Rows from a segmentation dataset
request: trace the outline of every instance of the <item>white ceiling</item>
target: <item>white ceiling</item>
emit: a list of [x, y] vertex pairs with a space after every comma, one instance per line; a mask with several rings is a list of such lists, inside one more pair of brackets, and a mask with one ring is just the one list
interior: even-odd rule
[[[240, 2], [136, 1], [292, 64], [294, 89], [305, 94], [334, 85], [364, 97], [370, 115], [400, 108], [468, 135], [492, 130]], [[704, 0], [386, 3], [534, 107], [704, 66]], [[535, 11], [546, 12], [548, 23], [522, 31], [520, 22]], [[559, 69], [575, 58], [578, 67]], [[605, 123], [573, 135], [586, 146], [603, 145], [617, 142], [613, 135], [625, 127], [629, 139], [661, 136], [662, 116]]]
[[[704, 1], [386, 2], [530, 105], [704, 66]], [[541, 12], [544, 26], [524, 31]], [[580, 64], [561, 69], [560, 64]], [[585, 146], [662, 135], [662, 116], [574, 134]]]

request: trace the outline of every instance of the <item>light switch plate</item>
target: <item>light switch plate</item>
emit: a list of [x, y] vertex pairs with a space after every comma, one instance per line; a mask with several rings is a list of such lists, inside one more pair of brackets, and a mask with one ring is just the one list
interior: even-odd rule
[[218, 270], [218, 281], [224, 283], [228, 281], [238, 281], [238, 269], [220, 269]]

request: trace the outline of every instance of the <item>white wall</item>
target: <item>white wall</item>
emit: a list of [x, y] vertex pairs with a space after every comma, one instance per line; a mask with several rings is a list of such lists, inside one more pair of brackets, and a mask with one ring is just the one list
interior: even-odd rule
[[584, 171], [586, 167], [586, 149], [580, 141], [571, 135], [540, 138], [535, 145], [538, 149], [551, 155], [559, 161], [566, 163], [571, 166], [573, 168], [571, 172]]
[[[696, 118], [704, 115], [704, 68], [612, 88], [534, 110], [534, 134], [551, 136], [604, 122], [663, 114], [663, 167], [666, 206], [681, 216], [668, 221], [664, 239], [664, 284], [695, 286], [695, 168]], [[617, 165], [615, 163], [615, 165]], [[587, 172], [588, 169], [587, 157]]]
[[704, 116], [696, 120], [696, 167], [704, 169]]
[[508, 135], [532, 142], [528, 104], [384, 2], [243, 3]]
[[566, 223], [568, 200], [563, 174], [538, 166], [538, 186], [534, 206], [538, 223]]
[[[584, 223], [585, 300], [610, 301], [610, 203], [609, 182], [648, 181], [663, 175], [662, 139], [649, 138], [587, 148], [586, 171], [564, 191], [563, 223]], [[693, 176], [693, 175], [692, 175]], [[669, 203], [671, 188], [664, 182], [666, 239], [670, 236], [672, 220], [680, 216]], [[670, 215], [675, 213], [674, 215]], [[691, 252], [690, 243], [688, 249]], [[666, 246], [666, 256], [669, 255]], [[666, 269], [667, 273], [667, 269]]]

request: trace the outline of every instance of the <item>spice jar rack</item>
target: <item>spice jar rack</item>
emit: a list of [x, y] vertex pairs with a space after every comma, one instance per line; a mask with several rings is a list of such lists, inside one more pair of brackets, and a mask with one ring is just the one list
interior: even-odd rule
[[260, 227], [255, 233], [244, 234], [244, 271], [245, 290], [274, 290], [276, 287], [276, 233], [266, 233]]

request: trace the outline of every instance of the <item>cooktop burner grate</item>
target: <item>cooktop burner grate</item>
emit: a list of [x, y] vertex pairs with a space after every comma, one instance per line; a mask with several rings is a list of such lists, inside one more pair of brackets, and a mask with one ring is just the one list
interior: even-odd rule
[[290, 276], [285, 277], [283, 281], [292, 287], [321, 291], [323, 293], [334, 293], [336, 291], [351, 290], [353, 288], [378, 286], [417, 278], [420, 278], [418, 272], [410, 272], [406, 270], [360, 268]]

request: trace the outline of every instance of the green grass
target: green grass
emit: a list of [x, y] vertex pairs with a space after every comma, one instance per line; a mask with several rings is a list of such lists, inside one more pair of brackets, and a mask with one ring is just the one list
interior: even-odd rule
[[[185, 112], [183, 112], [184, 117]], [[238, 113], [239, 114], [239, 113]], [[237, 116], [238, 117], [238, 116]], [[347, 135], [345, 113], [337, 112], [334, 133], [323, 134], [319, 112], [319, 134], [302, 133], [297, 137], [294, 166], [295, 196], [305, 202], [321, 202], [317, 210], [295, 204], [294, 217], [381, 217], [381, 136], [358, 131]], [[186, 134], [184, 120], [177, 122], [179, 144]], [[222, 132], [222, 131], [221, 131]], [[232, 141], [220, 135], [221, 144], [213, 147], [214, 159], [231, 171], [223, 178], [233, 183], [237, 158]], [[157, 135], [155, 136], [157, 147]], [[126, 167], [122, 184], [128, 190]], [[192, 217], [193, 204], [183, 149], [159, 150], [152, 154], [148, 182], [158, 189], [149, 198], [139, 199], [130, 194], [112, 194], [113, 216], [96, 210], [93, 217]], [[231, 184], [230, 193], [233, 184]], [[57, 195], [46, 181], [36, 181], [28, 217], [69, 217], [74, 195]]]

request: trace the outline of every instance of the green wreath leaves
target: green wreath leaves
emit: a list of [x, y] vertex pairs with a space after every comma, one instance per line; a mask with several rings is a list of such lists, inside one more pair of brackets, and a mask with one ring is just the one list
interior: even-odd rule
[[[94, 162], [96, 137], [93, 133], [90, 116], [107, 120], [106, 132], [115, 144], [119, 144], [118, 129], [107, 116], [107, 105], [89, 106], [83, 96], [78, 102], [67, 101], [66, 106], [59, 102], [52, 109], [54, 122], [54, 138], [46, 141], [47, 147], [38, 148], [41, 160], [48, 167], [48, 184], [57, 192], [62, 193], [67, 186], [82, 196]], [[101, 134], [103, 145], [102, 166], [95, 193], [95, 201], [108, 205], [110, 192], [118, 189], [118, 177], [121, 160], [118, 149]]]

◆ **EXERCISE DETAILS**:
Can you arrange the records above as a two-column CSV with the headers "prompt" and "outline", one row per record? Put each record's text and its answer in one quoted field each, with line breaks turned into spaces.

◆ **SOLVED PROBLEM**:
prompt,outline
"request: trace the outline of every instance of the <item>white ceiling</item> target: <item>white ceiling</item> emit: a list of [x, y] vertex pairs with a space after every comma, one instance per line; a mask with several rings is a list of such lists, inside one more pair of brackets, and a mask with one ring is just the one list interior: even-odd rule","[[[240, 2], [136, 1], [292, 64], [294, 89], [305, 94], [334, 85], [364, 97], [370, 115], [400, 108], [468, 135], [492, 130]], [[704, 0], [386, 3], [534, 107], [704, 66]], [[535, 11], [546, 12], [548, 23], [522, 31], [520, 22]], [[559, 69], [575, 58], [578, 67]], [[605, 123], [573, 135], [586, 146], [603, 145], [617, 142], [613, 135], [625, 127], [629, 139], [661, 136], [662, 116]]] [[[704, 1], [386, 2], [530, 105], [704, 66]], [[541, 12], [544, 26], [524, 31]], [[580, 64], [561, 69], [560, 64]], [[585, 146], [662, 135], [662, 116], [574, 134]]]"
"request: trace the outline of every instance of the <item>light switch plate</item> target: <item>light switch plate</item> emit: a list of [x, y] vertex pairs with a space after every comma, one instance per line; a mask with several rings is a list of such lists, inside one more pair of brackets, and a mask with one ring is just the one list interior: even-odd rule","[[218, 270], [218, 281], [224, 283], [228, 281], [238, 281], [238, 269], [220, 269]]"
"request: trace the outline of every instance of the <item>white wall</item> target: <item>white wall</item> emit: a list of [x, y] vertex pairs with a space after every comma, one instance per line; a mask with several rings is a list of such lists, inside one more pair of brackets, and a mask with one ring is just the one list interior: even-odd rule","[[584, 171], [586, 167], [586, 149], [580, 141], [571, 135], [540, 138], [535, 145], [538, 149], [551, 155], [559, 161], [566, 163], [571, 166], [573, 168], [571, 172]] [[[696, 118], [704, 115], [704, 68], [612, 88], [534, 110], [534, 134], [551, 136], [604, 122], [663, 114], [663, 167], [666, 206], [681, 216], [668, 221], [664, 239], [664, 284], [695, 286], [695, 168]], [[617, 165], [615, 163], [615, 165]], [[587, 172], [588, 169], [587, 157]]] [[704, 116], [696, 120], [696, 167], [704, 169]] [[508, 135], [532, 142], [528, 104], [384, 2], [243, 3]] [[566, 223], [568, 200], [563, 174], [538, 166], [538, 186], [534, 206], [538, 223]] [[[584, 223], [585, 300], [610, 301], [610, 203], [609, 182], [648, 181], [663, 175], [662, 139], [649, 138], [587, 148], [586, 171], [564, 191], [563, 223]], [[693, 176], [693, 175], [692, 175]], [[669, 203], [671, 188], [664, 182], [666, 239], [670, 236], [672, 220], [680, 216]], [[670, 215], [675, 213], [674, 215]], [[691, 252], [690, 243], [688, 249]], [[666, 246], [666, 256], [669, 255]], [[666, 269], [667, 273], [667, 269]]]"
"request: trace the outline of every instance of the <item>spice jar rack</item> target: <item>spice jar rack</item> emit: a list of [x, y] vertex pairs with a space after every comma, one instance per line; a mask with several rings is a list of such lists, inside one more pair of brackets, and a mask with one ring is just the one list interior: even-odd rule","[[260, 227], [255, 233], [244, 234], [244, 271], [245, 290], [274, 290], [276, 287], [276, 233], [266, 233]]"
"request: trace the outline of every instance of the <item>cooktop burner grate</item> target: <item>cooktop burner grate</item> emit: a list of [x, y] vertex pairs with a space after every comma, one instance per line; a mask with several rings is a list of such lists, inside one more pair of brackets, and a mask with one ring is just the one list interior: even-odd rule","[[290, 276], [285, 277], [283, 281], [292, 287], [321, 291], [323, 293], [334, 293], [336, 291], [351, 290], [353, 288], [378, 286], [417, 278], [420, 278], [418, 272], [410, 272], [406, 270], [360, 268]]"
"request: trace the outline of every instance of the green grass target: green grass emit: a list of [x, y] vertex pairs with a space after every comma, one instance per line; a mask with several rings is a list of such lists, inside one more pair of brackets, and a mask with one ring is just the one list interior: even-odd rule","[[[185, 112], [183, 112], [184, 117]], [[238, 113], [239, 114], [239, 113]], [[237, 116], [238, 117], [238, 116]], [[347, 135], [345, 113], [337, 112], [334, 133], [323, 134], [319, 112], [319, 134], [302, 133], [297, 137], [294, 166], [295, 196], [305, 202], [321, 202], [317, 210], [295, 204], [294, 217], [381, 217], [381, 136], [358, 131]], [[186, 134], [184, 120], [177, 122], [179, 144]], [[222, 132], [222, 131], [221, 131]], [[232, 141], [220, 135], [221, 144], [213, 147], [214, 159], [231, 171], [223, 178], [233, 183], [237, 158]], [[157, 135], [155, 136], [157, 147]], [[126, 167], [122, 184], [128, 190]], [[192, 217], [193, 204], [183, 149], [159, 150], [152, 154], [148, 182], [158, 189], [149, 198], [139, 199], [130, 194], [112, 194], [113, 216], [96, 210], [93, 217]], [[231, 184], [230, 193], [233, 184]], [[57, 195], [46, 181], [36, 181], [28, 217], [69, 217], [74, 195]]]"
"request: trace the outline of every instance of the green wreath leaves target: green wreath leaves emit: a list of [x, y] vertex pairs with a space after every comma, one instance per line; a mask with several rings is a list of such lists, inside one more pair of brackets, and a mask with one ring is just the one list interior: even-odd rule","[[[94, 162], [96, 137], [93, 133], [90, 116], [107, 120], [106, 132], [115, 144], [119, 144], [118, 129], [107, 116], [107, 105], [89, 106], [83, 96], [78, 102], [67, 101], [66, 106], [59, 102], [52, 109], [54, 122], [54, 138], [46, 141], [47, 147], [38, 148], [41, 160], [48, 167], [48, 184], [57, 192], [62, 193], [67, 186], [82, 196]], [[101, 134], [103, 145], [102, 166], [95, 193], [95, 201], [108, 205], [110, 192], [118, 189], [118, 177], [121, 160], [118, 149]]]"